+++ TEXT BLOCK +++

Once upon a time on usenet wrote:
On Fri, 24 Jun 2016 09:00:14 -0400, Frank "frank wrote:

On 6/24/2016 8:38 AM, songbird wrote:
i plugged them up in the garden shed for the
past four days with no access to water or the
outside and sucked up all the returning foragers
in the vaccume... Ma had to get in there for
something and said they're still in there.

i think some type of mason bee. can sting
more than once. bugger got me before i got
her once in the heel and once on the end of
the index finger of all places. luckily the
sting wore off in a few hours. not allergic.

ok today will be a busy day. hope everyone
is doing well?


songbird

I've had trouble with yellow jackets. They are not pollinators and
have no reason to live.

In past years, I was not allergic but last couple of stings caused
swelling and one on the finger sent me to the doctor for prednisone
as whole hand swelled up.

+++

### WHAT TO WORK ON:
1. Summarize the usenet post in two sentences.
2. Copy the usenet post between "i think some" and "hours. not allergic.", inclusive.
3. List every body part named in the usenet post.

+++ DATA FOR REVIEW +++

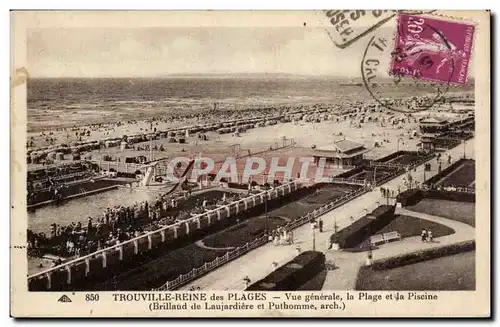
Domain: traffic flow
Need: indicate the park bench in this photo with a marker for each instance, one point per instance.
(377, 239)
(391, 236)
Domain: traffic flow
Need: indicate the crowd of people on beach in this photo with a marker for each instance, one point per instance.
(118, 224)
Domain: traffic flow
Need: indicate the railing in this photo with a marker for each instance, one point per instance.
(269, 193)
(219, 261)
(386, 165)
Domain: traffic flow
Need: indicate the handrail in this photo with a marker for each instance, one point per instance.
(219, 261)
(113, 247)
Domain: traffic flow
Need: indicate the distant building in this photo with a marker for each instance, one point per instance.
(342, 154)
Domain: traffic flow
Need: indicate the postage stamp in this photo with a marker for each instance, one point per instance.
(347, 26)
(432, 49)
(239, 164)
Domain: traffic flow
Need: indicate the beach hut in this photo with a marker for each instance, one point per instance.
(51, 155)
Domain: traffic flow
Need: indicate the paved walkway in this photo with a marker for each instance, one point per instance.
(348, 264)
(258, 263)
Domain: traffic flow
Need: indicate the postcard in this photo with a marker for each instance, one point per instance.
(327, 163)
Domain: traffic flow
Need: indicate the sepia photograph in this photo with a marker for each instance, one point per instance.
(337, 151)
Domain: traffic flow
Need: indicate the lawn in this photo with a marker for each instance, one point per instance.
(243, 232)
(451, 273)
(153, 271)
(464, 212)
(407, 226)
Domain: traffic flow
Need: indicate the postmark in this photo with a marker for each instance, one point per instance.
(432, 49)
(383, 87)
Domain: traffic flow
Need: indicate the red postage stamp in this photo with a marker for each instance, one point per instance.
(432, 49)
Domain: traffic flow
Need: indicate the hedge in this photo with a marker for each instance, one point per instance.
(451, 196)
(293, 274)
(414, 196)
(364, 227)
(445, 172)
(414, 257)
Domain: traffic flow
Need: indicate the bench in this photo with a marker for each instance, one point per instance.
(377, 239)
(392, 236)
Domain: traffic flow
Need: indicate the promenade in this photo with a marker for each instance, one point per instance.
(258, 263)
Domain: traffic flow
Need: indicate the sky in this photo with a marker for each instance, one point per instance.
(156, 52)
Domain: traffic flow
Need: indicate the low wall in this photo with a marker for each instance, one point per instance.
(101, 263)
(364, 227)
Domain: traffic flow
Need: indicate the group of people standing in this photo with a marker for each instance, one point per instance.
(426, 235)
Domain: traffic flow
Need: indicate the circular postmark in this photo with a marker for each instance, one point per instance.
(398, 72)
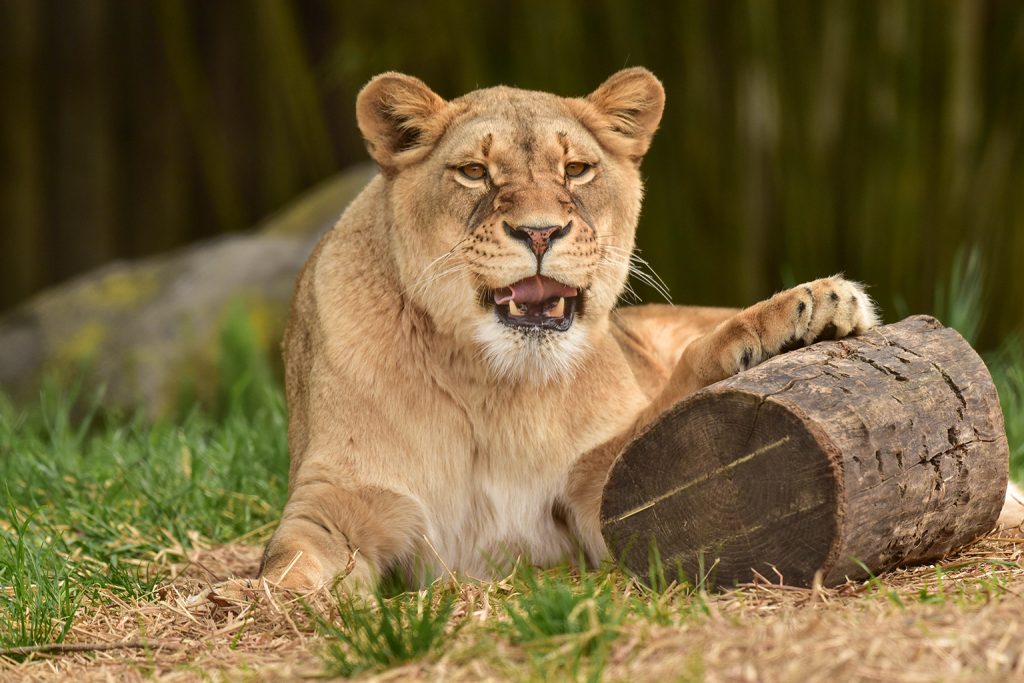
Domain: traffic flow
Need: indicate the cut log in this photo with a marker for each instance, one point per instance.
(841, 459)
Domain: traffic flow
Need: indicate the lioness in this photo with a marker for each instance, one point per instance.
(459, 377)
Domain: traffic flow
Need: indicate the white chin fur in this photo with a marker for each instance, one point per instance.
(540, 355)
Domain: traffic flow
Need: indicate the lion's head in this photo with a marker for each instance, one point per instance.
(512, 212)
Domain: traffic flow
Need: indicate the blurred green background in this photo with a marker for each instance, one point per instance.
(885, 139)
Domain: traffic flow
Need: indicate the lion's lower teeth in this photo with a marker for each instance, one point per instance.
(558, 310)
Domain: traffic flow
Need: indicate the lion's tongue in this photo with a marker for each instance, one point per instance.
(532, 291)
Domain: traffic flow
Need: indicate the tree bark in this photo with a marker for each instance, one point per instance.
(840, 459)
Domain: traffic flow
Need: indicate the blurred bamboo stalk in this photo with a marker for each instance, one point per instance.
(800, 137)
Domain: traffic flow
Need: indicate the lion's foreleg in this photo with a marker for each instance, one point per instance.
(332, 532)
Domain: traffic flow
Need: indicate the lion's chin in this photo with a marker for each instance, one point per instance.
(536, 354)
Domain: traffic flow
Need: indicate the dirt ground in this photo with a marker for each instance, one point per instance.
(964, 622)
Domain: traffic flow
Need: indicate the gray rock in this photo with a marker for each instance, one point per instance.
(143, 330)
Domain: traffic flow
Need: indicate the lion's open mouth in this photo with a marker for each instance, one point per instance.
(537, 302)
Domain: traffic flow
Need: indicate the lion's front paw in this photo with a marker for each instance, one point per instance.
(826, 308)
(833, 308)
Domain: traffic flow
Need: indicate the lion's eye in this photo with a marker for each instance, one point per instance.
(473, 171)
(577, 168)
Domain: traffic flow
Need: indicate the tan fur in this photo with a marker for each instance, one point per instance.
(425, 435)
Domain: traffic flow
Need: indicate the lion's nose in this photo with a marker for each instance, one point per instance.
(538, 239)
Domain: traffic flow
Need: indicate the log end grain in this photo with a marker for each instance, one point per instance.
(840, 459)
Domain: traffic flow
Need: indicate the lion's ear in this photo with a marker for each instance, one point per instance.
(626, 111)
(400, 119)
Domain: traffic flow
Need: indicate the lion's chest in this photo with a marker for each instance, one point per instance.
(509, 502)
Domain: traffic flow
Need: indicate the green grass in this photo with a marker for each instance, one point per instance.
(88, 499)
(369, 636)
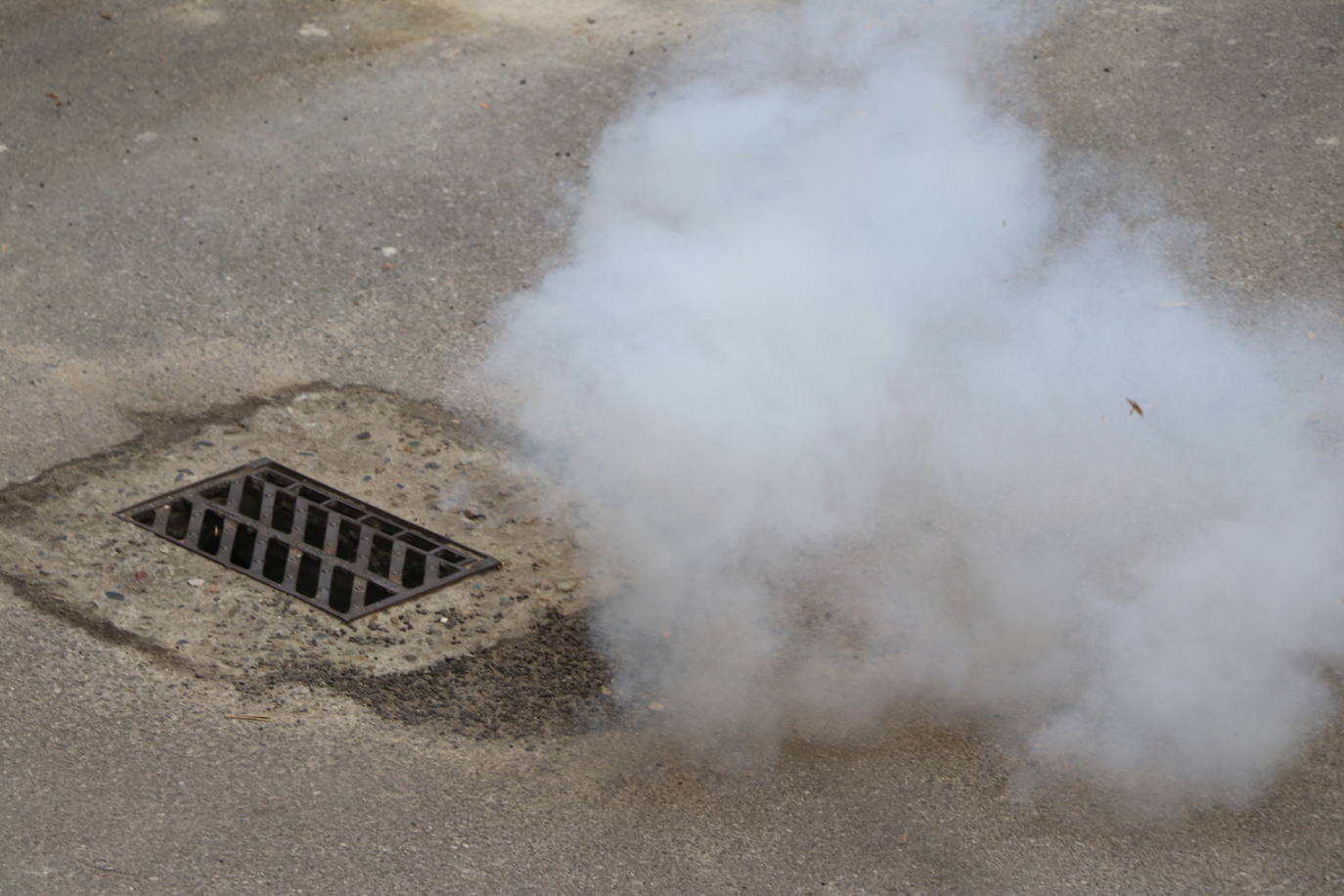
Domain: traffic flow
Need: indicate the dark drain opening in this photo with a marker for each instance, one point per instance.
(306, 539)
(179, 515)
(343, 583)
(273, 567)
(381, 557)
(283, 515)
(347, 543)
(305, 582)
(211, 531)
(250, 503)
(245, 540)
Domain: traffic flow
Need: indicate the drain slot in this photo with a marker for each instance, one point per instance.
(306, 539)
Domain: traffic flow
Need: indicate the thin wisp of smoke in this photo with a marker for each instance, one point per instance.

+++
+++ DATA FOR REVIEW +++

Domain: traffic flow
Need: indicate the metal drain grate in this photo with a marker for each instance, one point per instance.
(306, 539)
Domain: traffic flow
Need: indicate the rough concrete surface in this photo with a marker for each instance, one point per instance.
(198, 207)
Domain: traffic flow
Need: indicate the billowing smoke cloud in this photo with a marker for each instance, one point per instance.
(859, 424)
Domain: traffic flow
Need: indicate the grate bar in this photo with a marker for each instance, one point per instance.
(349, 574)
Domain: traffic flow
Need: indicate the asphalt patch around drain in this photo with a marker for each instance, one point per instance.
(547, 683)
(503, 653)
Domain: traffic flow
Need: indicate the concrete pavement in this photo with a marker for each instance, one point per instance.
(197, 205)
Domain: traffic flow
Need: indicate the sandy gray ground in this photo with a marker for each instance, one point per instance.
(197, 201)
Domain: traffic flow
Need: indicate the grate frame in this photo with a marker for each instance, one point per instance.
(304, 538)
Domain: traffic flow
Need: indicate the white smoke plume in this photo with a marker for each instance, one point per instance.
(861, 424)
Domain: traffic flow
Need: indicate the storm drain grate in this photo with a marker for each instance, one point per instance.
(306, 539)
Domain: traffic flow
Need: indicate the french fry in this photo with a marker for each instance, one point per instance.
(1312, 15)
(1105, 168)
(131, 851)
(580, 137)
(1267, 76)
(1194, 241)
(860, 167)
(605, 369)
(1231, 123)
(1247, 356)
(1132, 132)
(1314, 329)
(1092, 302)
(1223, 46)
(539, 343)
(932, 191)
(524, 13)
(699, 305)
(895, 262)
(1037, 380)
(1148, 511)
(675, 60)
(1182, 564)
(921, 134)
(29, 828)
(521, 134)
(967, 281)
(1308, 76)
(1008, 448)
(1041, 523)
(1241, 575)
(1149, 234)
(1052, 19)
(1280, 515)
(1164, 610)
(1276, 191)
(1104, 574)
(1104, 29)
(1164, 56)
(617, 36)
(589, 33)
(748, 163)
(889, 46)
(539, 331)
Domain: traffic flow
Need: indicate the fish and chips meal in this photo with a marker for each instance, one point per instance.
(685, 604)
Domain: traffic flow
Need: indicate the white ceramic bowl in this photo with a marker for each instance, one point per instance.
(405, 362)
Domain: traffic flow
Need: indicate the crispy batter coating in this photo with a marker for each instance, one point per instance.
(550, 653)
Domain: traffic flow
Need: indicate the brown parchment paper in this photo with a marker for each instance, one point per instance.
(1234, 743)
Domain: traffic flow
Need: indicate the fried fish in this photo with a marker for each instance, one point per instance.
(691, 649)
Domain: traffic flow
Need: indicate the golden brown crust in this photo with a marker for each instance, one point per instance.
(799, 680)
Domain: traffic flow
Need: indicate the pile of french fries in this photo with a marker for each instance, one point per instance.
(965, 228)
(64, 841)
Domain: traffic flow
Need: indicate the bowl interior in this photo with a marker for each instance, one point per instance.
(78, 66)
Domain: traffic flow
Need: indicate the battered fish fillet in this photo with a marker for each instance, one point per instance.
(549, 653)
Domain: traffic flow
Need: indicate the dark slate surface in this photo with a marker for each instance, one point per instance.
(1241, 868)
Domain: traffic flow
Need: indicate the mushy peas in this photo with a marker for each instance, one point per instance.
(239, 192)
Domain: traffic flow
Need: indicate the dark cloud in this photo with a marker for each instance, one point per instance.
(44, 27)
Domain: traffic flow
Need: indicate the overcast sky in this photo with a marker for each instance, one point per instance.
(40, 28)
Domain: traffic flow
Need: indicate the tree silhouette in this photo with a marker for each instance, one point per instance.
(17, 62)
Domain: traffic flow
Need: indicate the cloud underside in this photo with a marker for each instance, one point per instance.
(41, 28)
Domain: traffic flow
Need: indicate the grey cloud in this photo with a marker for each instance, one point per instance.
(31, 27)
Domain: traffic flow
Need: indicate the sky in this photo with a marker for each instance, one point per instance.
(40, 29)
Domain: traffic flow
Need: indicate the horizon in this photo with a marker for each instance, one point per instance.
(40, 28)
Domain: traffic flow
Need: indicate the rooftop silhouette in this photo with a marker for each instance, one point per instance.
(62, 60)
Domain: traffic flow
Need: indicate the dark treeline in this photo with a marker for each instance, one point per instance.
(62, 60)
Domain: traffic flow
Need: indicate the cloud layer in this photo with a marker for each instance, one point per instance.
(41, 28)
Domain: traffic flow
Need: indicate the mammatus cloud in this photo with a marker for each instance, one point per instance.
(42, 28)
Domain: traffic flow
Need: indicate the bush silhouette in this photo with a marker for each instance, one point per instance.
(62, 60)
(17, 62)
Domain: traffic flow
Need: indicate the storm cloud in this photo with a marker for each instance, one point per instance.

+++

### RESULTS BY TASK:
1. Songbird describes shutting what may be mason bees in a garden shed for four days without water or outside access, vacuuming the returning foragers, and being stung twice, in the heel and on the index finger, with the stings wearing off in a few hours. A reply reports trouble with yellow jackets, which it says are not pollinators, and notes that recent stings caused swelling, with one on the finger leading to a doctor's visit for prednisone after the whole hand swelled.

2.
i think some type of mason bee. can sting
more than once. bugger got me before i got
her once in the heel and once on the end of
the index finger of all places. luckily the
sting wore off in a few hours. not allergic.

3.
heel
index finger
finger
hand